QUOTED PASSAGE -
Patient Profile – Nick Malloy
Healing Power of Music: Rising country music singer-songwriter Nick Malloy battles through spinal cord injury rehabilitation to return to the stage.
Written By David Simpson
Photography By Louie Favorite and Brian Tipton
Nick Malloy needed his left arm to work again. He needed the muscles strong and delicately toned. He needed to play chords like B minor. “That’s a pretty tough one – where you’ve got to lay your first finger on all the strings, pressing down on the frets,” says Nick, a former patient from Macon, Ga. “You have to use a lot of power in your hand.”
Nick fell asleep at the wheel and crashed his car on his 23rd birthday – March 28, 2012. He sustained an incomplete T-8 spinal cord injury, multiple fractures and wounds to his left arm and hand. The resulting paralysis in his legs seemed a secondary issue to him when he arrived at Shepherd Center on April 18. For a country music singer-songwriter who used a guitar like an extension of his body, the severe tissue damage to his arm represented a crisis.
When he was 12, Nick picked up a guitar at a friend’s house. His parents gave him one of his own at Christmas. At 13, he saw his friend’s band perform in Macon. That clinched it. “I started playing bars at 15,” he recalls.
Nick had a full calendar of bookings through summer 2012. Working in country music means long hours on the road. He was coming off trips to Alabama and Atlanta and operating on two hours’ sleep when he played a show in Macon the night of his crash.
On the way home, fatigue got the better of him. He doesn’t remember his car hitting the tree, the six hours pinned inside until he was discovered or his first weeks of surgery and intensive care at the Medical Center of Central Georgia (MCCG). For rehabilitation, MCCG referred Nick to Shepherd Center, where Lisa Gerdes, RN, was his admitting nurse.

LISTED RECORDS -

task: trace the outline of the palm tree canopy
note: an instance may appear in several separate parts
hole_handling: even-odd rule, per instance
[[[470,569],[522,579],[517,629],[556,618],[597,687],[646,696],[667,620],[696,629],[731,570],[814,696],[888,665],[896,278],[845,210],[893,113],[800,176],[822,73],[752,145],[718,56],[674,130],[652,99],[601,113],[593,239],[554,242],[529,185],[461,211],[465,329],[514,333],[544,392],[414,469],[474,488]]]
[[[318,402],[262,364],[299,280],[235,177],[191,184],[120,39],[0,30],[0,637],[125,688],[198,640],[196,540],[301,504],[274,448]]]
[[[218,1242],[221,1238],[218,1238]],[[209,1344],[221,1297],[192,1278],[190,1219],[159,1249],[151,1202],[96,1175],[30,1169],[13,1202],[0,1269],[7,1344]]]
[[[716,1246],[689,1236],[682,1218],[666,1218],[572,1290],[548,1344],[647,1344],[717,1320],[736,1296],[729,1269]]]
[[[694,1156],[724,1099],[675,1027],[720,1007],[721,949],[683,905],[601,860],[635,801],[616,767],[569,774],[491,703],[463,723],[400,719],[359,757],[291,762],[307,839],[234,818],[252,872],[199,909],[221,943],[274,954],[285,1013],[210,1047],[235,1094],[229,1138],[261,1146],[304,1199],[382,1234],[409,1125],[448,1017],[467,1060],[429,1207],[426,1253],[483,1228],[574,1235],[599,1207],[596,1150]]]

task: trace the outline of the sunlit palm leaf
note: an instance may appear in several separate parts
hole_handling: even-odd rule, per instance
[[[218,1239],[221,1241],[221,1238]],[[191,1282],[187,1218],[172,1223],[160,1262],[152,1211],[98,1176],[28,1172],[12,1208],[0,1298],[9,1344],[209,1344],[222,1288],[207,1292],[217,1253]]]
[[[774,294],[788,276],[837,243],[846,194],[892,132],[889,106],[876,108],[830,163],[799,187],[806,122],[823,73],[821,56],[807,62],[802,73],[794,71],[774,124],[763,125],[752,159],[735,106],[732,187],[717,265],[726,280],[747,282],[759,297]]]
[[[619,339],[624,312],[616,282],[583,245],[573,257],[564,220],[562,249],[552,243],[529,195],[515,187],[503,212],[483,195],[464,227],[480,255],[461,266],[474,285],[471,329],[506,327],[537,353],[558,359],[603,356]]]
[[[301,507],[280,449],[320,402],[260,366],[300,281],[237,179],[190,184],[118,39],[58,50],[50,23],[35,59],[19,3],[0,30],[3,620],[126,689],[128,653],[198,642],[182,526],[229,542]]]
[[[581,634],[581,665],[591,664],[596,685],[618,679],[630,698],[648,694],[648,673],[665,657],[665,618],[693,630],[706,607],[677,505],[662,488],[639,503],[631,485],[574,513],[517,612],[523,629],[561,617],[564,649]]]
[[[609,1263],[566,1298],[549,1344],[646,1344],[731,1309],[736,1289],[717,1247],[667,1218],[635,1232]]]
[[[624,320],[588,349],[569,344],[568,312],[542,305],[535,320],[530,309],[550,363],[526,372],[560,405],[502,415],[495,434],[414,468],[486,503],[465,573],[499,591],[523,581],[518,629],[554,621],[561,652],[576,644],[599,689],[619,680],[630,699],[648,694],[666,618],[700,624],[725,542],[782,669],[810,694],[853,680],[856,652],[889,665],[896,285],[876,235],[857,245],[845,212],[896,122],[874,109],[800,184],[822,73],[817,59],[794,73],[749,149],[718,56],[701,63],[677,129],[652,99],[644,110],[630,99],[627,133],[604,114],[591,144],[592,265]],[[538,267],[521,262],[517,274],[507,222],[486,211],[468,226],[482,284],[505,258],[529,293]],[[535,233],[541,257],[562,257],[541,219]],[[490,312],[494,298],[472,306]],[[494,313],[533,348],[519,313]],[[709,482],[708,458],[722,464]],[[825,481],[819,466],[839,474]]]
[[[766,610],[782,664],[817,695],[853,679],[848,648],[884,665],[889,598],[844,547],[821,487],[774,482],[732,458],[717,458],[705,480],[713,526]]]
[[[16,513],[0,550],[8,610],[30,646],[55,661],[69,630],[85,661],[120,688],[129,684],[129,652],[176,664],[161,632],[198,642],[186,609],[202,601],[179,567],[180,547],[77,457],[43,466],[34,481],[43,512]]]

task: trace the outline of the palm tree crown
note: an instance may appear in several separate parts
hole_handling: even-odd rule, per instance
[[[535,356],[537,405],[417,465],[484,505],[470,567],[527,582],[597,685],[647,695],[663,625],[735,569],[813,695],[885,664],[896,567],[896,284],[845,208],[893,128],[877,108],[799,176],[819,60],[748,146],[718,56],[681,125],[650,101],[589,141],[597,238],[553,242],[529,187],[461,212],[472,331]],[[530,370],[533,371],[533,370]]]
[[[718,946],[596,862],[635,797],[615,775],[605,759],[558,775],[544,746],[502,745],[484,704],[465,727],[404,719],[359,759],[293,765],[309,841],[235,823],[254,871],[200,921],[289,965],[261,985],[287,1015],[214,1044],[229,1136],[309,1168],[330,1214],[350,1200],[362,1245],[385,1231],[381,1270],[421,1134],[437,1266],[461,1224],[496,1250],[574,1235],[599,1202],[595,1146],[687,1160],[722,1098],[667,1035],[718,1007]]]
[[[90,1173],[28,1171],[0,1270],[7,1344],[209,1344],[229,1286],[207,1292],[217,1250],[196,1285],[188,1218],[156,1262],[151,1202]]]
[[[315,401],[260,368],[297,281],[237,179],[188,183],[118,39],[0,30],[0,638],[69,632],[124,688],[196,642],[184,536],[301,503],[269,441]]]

ACTIVITY 1 - In the patient profile, on what date did Nick Malloy arrive at Shepherd Center?
ACTIVITY 2 - Print the part of the patient profile that begins at the words "Patient Profile –" and stops after "to the stage.".

SOLUTION 1 - He arrived at Shepherd Center on April 18.

SOLUTION 2 -
Patient Profile – Nick Malloy
Healing Power of Music: Rising country music singer-songwriter Nick Malloy battles through spinal cord injury rehabilitation to return to the stage.